» **What you need to do**:
(a) In the 2025 wrap-up below, what position did the writer take on joining Infinity DataTech in February?
(b) Using the 2025 wrap-up below, explain why the writer appointed a product manager and where that person came from.

» **Text to read**:
>> BEGIN

2025 Wrapup - Another dramatic year.


Experience

CNY is around the corner. As a lot of things happened in 2025, I will try to list them down in this section with timeline.

January: Data-centric AI - Less is more.

This is a rather interesting topic I would say. My understanding in DCAI is: if the data is not enough, then make it more; If the data is noisy, then make it less.

I finalized my two works even though only one of them were accepted in EMNLP 2025, and the other one is still under review of ACL 26. I was screwed by ACL template and restriction twice. So this year I literally got a paper desk-rejected twice for no reason. My luck is kind of making my research career tough.

February: Joined Infinity DataTech sdn.bhd as Technical Team Lead.

This is one of the biggest kickoff in the year. When the first time I came in the company, there wasn’t any full-time developer even. What we have is just a bunch of interns, a bangladeshi (my friend) and some leftover codes. And also I didnt know it brings me a lot of extra challenges and new insights while solving problems to ship a product. I basically include them below:

  • Product Manager actually matters. So I decided to set one from existing frontend engineer intern. And it worked out seemly fine. So this year I basically learned a lot about product management.

>> END

» **Provided material**:
>> BEGIN

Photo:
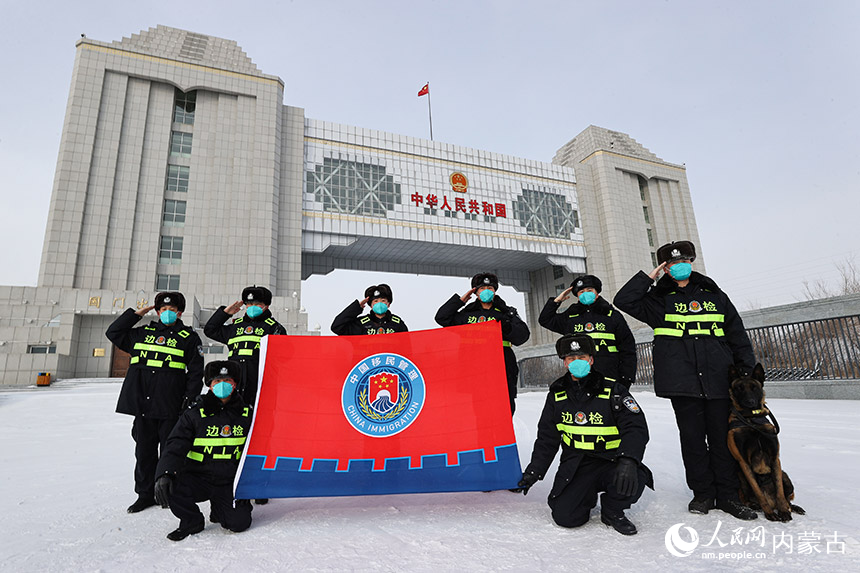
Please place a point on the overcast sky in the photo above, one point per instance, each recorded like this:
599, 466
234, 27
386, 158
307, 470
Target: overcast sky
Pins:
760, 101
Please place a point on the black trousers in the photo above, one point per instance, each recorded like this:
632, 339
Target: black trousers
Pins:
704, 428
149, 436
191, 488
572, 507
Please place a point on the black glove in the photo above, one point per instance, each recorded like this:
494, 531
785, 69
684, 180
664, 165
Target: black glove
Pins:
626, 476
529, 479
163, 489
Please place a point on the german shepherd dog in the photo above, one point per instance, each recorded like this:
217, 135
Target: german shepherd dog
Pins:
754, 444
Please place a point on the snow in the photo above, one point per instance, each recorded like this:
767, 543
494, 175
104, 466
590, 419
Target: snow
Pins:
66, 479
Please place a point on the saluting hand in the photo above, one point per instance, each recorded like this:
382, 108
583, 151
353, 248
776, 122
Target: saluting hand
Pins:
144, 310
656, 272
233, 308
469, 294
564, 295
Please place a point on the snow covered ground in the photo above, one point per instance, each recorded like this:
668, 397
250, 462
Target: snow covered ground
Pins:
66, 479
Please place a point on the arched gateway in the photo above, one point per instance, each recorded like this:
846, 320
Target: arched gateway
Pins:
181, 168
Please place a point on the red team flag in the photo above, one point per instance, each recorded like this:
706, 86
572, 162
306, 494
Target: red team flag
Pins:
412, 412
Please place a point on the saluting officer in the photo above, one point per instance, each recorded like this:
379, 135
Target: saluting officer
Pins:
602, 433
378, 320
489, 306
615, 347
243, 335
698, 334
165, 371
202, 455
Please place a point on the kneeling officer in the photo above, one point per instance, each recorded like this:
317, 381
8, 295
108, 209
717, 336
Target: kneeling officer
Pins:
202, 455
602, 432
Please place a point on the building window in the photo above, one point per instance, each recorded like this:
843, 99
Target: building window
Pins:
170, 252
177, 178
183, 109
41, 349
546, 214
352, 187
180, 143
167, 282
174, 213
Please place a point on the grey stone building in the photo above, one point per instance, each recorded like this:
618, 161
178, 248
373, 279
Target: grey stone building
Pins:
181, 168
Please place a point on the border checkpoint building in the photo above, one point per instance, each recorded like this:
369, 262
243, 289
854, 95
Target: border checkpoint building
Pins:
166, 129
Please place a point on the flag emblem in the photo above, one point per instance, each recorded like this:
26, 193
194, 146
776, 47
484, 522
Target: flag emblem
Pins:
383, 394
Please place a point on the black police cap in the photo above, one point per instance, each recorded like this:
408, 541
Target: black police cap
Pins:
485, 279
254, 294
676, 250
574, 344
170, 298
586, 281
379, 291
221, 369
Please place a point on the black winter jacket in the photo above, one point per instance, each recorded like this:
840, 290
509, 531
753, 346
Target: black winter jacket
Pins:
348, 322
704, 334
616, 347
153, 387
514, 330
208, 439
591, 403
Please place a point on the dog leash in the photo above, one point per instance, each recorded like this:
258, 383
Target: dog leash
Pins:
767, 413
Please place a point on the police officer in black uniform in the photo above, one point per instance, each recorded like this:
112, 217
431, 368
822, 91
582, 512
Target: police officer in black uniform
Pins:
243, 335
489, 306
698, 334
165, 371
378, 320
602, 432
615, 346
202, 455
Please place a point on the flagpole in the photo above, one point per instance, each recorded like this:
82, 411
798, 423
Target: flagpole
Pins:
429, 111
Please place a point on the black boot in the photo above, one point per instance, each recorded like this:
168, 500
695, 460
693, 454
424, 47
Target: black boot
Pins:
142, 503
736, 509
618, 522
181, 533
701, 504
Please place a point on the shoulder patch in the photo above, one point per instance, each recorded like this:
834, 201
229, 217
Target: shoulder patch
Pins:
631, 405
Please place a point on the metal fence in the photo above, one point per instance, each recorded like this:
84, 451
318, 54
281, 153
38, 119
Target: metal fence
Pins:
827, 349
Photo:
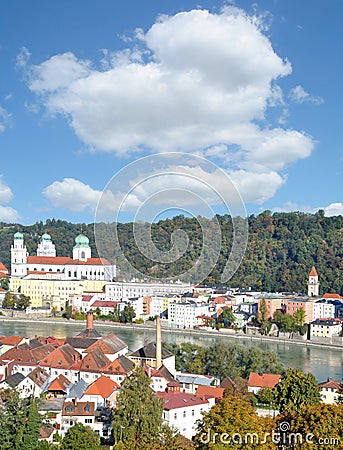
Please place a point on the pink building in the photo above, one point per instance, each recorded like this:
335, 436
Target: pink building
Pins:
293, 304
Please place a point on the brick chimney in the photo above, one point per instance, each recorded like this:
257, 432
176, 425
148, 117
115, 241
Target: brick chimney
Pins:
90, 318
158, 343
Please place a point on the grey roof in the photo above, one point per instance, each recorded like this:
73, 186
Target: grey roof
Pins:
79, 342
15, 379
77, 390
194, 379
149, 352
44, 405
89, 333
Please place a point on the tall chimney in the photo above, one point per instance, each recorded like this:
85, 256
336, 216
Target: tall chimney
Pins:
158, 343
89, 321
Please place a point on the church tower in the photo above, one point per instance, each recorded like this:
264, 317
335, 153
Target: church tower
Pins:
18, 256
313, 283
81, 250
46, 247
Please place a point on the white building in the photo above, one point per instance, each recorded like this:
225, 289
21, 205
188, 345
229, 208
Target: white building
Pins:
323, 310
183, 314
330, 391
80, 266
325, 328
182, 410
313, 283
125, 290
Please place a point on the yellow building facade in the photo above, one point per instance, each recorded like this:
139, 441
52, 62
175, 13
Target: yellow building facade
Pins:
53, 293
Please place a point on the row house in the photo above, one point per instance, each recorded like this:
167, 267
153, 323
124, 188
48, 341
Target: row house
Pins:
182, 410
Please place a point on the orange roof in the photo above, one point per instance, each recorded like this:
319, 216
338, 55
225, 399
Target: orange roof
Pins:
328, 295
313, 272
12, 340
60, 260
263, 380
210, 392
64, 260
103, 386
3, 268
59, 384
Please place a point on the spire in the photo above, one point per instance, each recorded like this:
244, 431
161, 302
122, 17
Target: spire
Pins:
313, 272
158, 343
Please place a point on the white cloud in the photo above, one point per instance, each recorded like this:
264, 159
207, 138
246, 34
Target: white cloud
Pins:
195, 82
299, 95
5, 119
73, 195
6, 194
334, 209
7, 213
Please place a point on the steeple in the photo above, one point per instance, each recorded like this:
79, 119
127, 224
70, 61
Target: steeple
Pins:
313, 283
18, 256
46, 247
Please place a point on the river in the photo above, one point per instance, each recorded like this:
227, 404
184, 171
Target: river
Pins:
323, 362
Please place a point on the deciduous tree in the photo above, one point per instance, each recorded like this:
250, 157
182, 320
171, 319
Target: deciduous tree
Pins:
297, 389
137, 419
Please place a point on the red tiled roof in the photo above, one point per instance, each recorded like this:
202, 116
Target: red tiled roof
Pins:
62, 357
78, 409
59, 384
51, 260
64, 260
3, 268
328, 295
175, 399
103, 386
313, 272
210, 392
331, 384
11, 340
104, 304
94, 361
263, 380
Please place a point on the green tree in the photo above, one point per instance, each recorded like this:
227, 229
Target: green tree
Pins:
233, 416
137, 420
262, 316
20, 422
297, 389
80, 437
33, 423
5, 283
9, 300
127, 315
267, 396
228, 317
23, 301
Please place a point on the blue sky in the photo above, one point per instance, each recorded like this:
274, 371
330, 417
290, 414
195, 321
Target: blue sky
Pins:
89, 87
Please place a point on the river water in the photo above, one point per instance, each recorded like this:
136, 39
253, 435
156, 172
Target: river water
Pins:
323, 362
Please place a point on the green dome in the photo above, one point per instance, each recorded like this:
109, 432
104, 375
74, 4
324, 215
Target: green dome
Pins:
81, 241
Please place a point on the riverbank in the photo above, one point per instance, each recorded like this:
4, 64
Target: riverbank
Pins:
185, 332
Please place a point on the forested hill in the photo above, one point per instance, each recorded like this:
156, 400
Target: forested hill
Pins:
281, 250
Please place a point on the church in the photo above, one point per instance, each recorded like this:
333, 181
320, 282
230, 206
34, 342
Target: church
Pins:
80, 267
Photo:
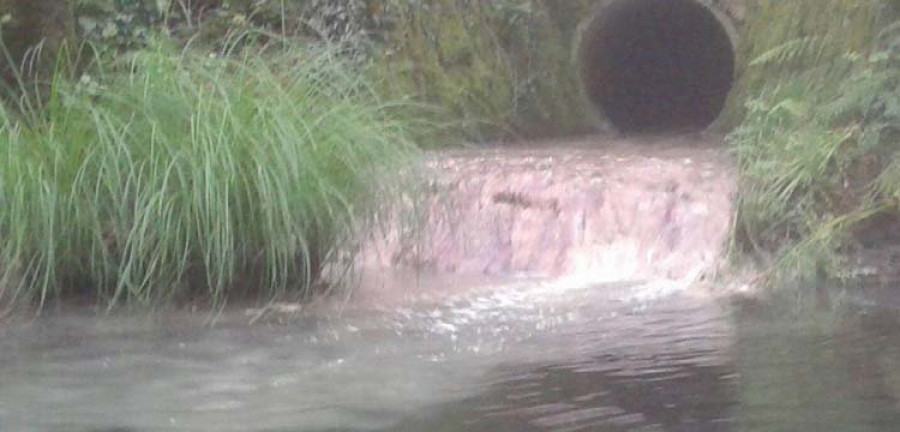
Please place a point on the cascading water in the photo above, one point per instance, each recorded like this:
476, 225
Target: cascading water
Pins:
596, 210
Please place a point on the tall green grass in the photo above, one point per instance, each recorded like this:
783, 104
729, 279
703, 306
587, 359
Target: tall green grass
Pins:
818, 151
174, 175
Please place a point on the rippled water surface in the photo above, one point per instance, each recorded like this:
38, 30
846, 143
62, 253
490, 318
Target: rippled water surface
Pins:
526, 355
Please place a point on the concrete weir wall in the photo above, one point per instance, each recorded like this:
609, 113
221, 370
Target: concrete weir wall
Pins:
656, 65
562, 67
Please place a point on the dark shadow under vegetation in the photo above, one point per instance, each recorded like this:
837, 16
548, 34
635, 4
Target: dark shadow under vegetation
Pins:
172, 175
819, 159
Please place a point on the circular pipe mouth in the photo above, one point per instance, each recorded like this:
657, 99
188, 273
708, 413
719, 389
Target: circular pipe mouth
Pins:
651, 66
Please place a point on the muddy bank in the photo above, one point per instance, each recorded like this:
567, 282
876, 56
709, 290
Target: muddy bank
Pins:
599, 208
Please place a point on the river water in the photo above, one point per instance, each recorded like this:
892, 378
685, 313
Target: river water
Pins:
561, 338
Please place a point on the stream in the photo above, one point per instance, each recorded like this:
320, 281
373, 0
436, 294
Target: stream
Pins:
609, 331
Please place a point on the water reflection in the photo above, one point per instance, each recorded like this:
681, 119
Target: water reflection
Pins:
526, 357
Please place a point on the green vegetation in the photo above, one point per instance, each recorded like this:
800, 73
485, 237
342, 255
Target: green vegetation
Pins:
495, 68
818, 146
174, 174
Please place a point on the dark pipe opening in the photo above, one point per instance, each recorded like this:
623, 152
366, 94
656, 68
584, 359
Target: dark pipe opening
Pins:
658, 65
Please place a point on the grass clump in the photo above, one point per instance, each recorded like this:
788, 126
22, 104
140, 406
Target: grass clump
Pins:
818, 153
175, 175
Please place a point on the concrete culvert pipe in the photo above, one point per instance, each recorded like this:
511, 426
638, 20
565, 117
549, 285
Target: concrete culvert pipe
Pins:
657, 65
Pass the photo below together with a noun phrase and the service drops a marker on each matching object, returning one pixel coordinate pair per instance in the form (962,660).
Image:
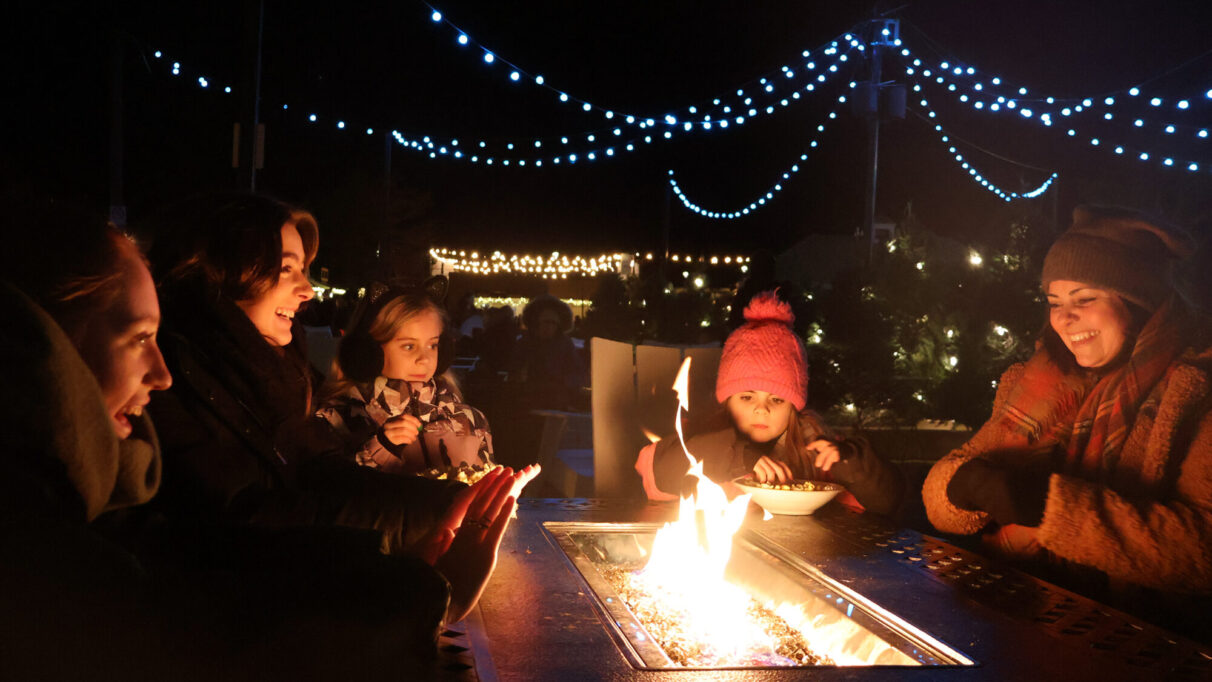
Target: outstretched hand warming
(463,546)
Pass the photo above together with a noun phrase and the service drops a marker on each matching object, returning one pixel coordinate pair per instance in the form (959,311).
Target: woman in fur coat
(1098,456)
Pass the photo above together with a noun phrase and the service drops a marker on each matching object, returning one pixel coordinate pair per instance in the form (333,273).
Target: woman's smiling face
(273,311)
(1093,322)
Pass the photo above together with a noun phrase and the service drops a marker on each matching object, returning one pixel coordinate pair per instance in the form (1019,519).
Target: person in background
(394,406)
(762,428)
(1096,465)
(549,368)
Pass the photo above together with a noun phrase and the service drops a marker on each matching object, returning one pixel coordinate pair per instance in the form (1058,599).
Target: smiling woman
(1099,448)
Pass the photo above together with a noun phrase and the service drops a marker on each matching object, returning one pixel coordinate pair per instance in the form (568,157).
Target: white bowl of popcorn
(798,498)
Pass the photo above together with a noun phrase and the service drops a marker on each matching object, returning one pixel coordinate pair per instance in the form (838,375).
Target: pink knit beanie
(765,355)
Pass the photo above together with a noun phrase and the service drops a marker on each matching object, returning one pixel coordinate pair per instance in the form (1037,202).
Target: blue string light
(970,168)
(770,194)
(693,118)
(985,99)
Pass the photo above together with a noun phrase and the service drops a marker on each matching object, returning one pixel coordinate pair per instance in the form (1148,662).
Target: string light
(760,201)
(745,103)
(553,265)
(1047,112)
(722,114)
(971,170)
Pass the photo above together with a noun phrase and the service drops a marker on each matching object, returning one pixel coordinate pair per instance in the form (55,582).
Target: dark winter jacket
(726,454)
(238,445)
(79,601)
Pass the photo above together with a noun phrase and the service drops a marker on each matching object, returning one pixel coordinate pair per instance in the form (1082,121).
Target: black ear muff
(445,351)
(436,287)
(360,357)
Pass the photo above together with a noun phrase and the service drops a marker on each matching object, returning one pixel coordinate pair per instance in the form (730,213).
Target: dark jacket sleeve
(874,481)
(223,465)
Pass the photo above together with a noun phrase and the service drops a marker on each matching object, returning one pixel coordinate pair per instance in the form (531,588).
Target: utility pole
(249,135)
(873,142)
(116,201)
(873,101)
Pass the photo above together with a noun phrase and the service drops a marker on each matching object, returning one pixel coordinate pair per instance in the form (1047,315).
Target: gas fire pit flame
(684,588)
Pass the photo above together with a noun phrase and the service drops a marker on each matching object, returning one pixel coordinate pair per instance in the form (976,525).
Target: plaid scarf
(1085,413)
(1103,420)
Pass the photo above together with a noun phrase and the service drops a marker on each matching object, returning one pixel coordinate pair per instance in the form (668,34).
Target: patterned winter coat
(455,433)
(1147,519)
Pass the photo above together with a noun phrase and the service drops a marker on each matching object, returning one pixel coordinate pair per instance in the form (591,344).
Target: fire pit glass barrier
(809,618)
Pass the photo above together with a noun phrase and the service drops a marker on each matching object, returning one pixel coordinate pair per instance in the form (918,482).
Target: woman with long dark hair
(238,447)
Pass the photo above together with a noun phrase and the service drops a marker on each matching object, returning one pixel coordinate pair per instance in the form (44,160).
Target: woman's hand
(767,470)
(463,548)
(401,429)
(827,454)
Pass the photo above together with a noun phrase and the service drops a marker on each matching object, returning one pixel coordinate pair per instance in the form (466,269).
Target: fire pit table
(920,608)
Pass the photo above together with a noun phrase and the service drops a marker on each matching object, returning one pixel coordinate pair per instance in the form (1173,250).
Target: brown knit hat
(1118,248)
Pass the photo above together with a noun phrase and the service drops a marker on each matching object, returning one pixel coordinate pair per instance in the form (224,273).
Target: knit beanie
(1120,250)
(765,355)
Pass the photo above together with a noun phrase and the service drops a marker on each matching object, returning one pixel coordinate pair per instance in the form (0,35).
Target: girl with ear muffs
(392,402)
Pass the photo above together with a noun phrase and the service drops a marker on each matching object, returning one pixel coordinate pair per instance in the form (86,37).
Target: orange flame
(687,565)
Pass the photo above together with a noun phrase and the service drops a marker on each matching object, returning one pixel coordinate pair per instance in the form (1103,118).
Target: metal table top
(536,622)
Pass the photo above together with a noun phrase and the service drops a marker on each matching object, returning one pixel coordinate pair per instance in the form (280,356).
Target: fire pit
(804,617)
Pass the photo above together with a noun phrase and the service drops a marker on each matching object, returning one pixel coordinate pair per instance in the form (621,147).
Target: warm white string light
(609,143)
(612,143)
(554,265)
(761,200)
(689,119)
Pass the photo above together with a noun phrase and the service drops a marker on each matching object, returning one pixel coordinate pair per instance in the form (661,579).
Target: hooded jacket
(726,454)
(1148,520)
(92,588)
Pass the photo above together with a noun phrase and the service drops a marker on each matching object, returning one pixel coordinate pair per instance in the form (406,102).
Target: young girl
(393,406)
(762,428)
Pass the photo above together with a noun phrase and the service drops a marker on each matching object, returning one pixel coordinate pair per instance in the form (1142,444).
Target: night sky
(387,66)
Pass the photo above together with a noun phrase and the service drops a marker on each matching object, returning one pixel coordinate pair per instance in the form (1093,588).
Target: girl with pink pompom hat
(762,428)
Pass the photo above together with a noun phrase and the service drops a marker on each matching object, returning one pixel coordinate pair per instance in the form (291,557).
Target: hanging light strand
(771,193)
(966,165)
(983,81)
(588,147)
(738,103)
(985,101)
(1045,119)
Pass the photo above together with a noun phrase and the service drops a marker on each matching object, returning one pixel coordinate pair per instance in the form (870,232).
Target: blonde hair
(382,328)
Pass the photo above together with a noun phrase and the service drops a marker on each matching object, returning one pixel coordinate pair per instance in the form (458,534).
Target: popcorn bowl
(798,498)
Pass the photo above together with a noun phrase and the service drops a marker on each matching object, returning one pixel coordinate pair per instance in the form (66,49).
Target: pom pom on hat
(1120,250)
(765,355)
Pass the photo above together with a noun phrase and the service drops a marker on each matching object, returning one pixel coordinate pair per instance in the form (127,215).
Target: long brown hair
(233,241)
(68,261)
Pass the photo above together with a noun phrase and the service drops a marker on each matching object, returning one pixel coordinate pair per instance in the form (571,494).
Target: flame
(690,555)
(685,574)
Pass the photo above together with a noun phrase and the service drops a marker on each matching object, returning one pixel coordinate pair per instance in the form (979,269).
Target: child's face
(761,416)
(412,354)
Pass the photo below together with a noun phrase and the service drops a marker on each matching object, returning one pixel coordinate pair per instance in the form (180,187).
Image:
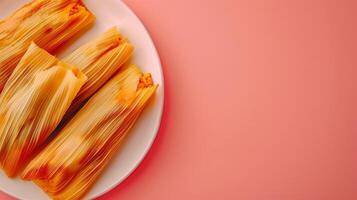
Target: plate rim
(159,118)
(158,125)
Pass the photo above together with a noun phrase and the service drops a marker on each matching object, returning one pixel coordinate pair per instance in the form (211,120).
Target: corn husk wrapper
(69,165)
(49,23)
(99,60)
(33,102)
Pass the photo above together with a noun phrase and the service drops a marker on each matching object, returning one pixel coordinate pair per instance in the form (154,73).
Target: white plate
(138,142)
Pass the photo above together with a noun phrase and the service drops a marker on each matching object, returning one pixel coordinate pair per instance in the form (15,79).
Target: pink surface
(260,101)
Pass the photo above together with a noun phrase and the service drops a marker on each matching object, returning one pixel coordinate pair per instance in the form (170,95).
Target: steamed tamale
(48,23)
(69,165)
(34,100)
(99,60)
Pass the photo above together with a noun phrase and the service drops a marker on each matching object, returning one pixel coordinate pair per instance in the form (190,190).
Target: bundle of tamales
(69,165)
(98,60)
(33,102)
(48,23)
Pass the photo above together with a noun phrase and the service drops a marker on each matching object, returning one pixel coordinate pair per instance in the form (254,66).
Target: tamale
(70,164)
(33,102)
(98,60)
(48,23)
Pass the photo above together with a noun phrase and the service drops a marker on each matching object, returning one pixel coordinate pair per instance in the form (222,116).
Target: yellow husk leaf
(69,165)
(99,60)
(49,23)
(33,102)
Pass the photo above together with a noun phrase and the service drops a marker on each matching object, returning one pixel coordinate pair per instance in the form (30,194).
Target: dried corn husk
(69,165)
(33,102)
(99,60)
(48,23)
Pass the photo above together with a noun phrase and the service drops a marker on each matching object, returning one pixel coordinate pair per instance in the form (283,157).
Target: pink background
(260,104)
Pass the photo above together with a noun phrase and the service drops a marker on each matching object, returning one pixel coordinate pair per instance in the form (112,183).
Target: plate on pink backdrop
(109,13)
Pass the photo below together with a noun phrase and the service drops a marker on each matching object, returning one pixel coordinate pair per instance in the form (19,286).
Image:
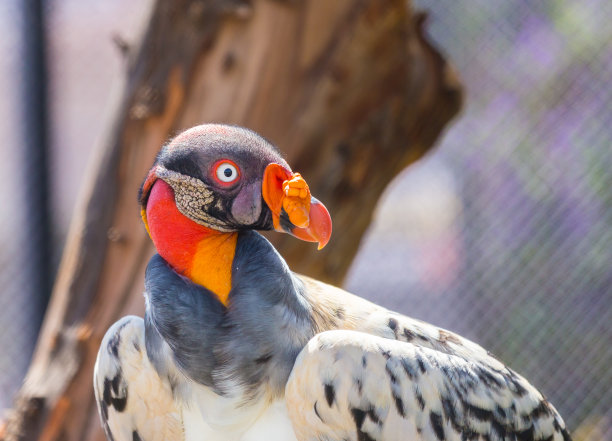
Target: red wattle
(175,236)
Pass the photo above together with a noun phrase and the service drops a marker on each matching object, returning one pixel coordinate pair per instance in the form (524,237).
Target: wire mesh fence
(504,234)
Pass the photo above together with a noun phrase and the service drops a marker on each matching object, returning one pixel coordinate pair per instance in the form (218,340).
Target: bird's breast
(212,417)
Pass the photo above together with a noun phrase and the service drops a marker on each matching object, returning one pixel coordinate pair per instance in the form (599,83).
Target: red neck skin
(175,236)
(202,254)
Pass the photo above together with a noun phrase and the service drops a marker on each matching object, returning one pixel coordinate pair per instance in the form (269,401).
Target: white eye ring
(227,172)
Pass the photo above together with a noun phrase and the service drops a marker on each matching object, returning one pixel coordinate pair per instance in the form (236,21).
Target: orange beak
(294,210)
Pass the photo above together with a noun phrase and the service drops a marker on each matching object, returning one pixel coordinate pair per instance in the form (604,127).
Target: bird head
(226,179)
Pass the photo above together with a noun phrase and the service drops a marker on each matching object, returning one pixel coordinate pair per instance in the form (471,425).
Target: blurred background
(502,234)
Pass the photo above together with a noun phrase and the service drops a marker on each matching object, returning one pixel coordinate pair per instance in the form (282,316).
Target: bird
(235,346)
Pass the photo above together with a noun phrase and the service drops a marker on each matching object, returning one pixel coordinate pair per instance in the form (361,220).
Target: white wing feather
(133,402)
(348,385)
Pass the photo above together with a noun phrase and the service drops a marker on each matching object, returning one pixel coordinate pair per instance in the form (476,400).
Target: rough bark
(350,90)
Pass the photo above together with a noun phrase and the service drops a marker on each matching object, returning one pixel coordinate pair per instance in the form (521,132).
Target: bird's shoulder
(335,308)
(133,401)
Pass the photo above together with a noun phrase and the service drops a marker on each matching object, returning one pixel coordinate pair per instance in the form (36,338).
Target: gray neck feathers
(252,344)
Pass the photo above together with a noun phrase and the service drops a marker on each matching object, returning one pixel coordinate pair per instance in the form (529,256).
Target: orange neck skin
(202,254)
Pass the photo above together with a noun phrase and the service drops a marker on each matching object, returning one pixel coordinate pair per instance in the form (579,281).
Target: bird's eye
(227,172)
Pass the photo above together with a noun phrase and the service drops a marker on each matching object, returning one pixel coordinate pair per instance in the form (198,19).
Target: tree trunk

>> END

» **Worked answers**:
(a) Technical Team Lead.

(b) The writer came to see that a product manager actually matters. So the writer chose one from the existing frontend engineer intern, and that arrangement seemed to work out fine.